=== Given problem ===
Turn every line of the records below into a numbered list, one line per number, skipping any blank lines. Leave out the pictures.

::: Dataset content :::

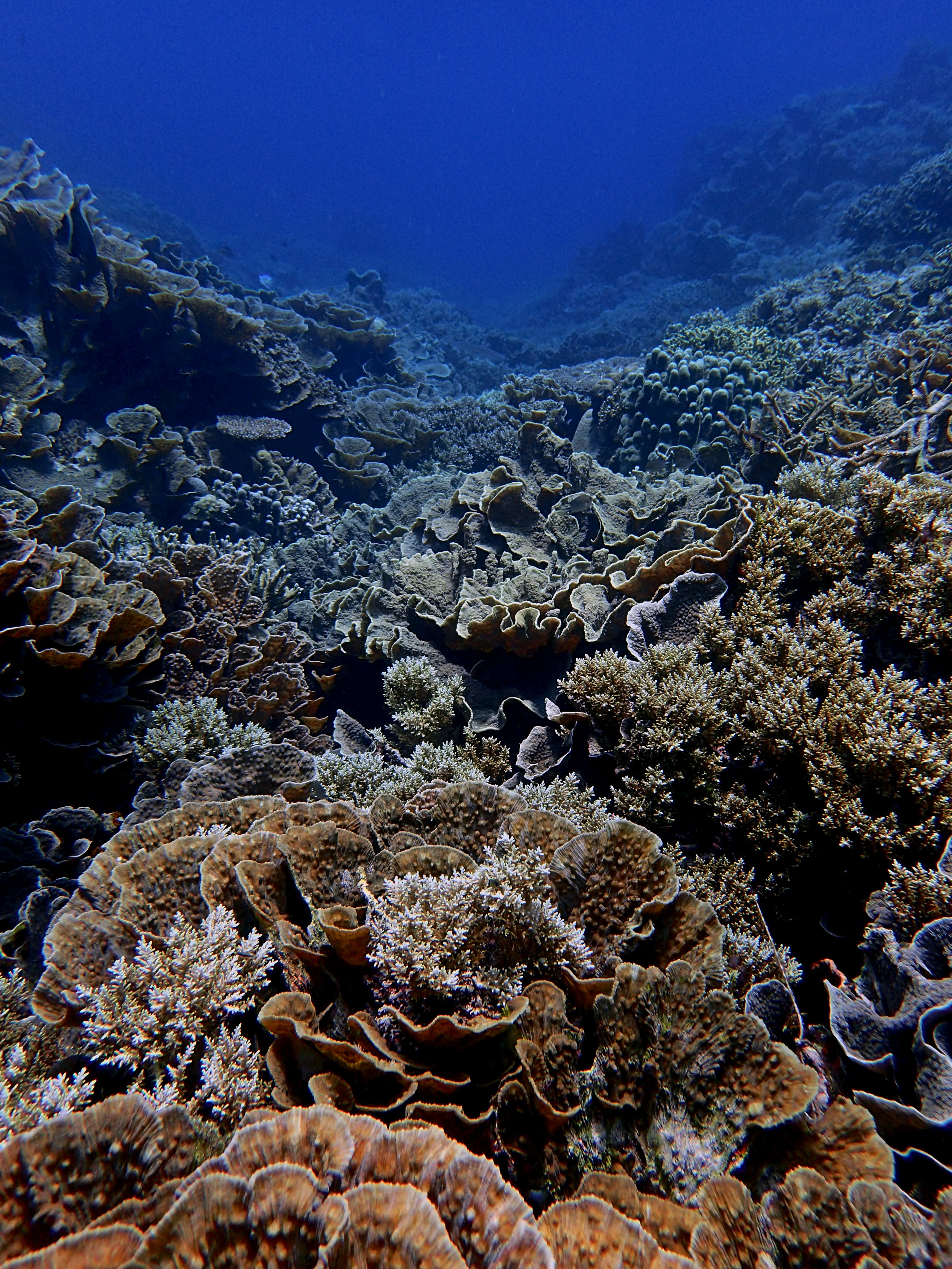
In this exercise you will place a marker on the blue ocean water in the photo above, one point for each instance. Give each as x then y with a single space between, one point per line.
470 148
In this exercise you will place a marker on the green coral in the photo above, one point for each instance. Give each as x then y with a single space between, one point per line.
192 729
421 701
714 332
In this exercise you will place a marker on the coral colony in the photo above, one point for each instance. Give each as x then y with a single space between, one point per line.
482 799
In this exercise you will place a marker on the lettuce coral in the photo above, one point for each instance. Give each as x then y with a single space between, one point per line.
192 729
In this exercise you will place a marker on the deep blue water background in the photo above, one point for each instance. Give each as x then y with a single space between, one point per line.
474 148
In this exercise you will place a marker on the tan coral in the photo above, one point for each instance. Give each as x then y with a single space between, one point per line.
669 1224
466 816
158 885
320 854
611 883
539 829
687 929
277 1218
106 1249
810 1221
313 1138
728 1234
842 1145
695 1073
396 1227
588 1231
86 938
65 1174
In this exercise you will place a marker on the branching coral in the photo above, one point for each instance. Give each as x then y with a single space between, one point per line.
29 1050
421 702
749 952
192 729
567 796
465 942
672 736
605 683
362 777
166 1008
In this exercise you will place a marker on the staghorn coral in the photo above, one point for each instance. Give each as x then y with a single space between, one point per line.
29 1052
672 736
912 898
749 952
568 797
192 729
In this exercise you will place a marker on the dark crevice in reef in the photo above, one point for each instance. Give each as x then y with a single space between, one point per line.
539 740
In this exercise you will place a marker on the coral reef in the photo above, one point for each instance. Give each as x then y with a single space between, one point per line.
442 784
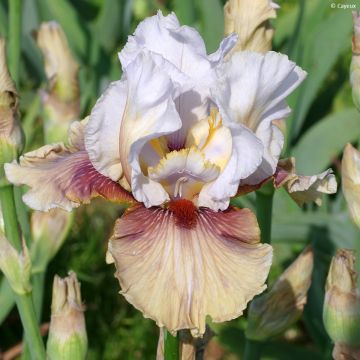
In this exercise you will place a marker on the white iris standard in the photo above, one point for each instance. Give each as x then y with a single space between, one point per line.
180 119
175 139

:::

=== Exercise answer ===
1. In this exercise you will place a marker on the blue ocean water in the photo above, one point for each instance. Give each as x then y with a single space between, one point per line.
2. 470 148
3. In this exercise you will place a marker on the green coral in the photo above, one point for each instance. Give each as x then y with a single space between, one point per line.
4. 192 729
5. 421 701
6. 714 332
7. In this exercise you will place a marker on the coral colony in the photo above, one point for each instance. Give each as x then y with a single space between, one point per line.
8. 482 799
9. In this exercise you will place a marker on the lettuce coral in the photo above, one point for each instance. Give each as x then y with a single space between, one point per line.
10. 192 729
11. In this exercise you will place a marker on the deep blue water background in the photo above, one point for each instance. Give each as x then y with a single space between, one point per line.
12. 474 148
13. In this exercise you will place a marker on the tan coral in the photo above, one point for each instance. Give each as x then y with a single space between, one point per line.
14. 669 1224
15. 466 816
16. 158 885
17. 320 854
18. 611 883
19. 539 829
20. 687 929
21. 277 1218
22. 106 1249
23. 810 1221
24. 313 1138
25. 728 1234
26. 842 1145
27. 695 1073
28. 396 1227
29. 588 1231
30. 86 938
31. 65 1174
32. In this exercise you will place a marker on the branching coral in the photo above, one point for each instance. Give each as x then y with a single space between, one point per line.
33. 29 1050
34. 421 702
35. 749 952
36. 192 729
37. 567 796
38. 465 942
39. 672 736
40. 605 683
41. 362 777
42. 166 1008
43. In this exercise you will place a marker on the staghorn coral in the photo above, one point for each instance. Give each as x then y with a single space between, one point per line.
44. 29 1052
45. 672 736
46. 912 898
47. 749 952
48. 568 797
49. 192 729
50. In this exercise you will place a marker on the dark crevice in reef in the photo above, one point for each instance. Give each as x then y with a single space between, one point per line.
51. 539 740
52. In this exercise you will place a marker on the coral reef in the photo above, one point for each instance. Give each as x then y with a single space between, one point per line.
53. 442 784
54. In this exercise you will place a marker on the white iris standard in the photo above, one point for each instance. Give each as x then y with a single space between, one point per line.
55. 180 119
56. 175 139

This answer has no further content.